INFORMATION SUPPLIED →
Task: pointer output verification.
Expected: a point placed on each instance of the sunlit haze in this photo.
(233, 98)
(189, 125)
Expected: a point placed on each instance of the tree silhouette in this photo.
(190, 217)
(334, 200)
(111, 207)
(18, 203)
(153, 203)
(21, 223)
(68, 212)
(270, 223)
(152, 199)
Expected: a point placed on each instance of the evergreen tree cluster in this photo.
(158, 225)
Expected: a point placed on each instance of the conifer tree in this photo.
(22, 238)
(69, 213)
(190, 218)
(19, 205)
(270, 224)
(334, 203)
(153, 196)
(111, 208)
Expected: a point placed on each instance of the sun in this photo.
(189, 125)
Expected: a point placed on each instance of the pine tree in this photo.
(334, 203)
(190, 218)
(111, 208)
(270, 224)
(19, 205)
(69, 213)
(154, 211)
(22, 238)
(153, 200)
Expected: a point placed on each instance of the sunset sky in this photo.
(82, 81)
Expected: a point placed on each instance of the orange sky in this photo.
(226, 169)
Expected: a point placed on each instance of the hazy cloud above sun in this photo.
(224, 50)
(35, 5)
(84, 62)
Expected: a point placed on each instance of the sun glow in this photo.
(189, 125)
--
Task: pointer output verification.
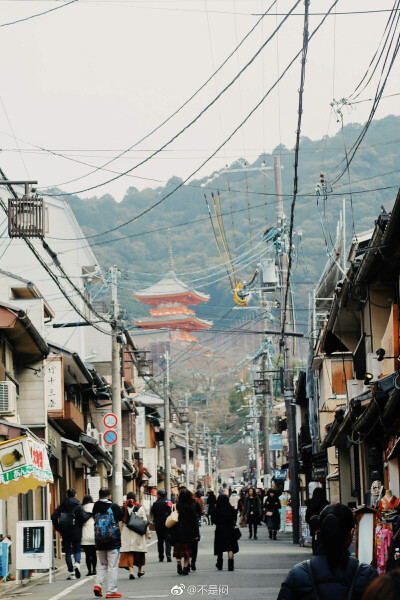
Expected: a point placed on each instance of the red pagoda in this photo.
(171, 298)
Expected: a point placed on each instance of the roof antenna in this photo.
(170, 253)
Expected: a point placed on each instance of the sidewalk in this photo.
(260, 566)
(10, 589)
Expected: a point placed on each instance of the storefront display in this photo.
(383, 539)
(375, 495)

TASK DETAILS → How many lines of the material contain the string "tree"? Reply with the number alone.

THE OUTPUT → 4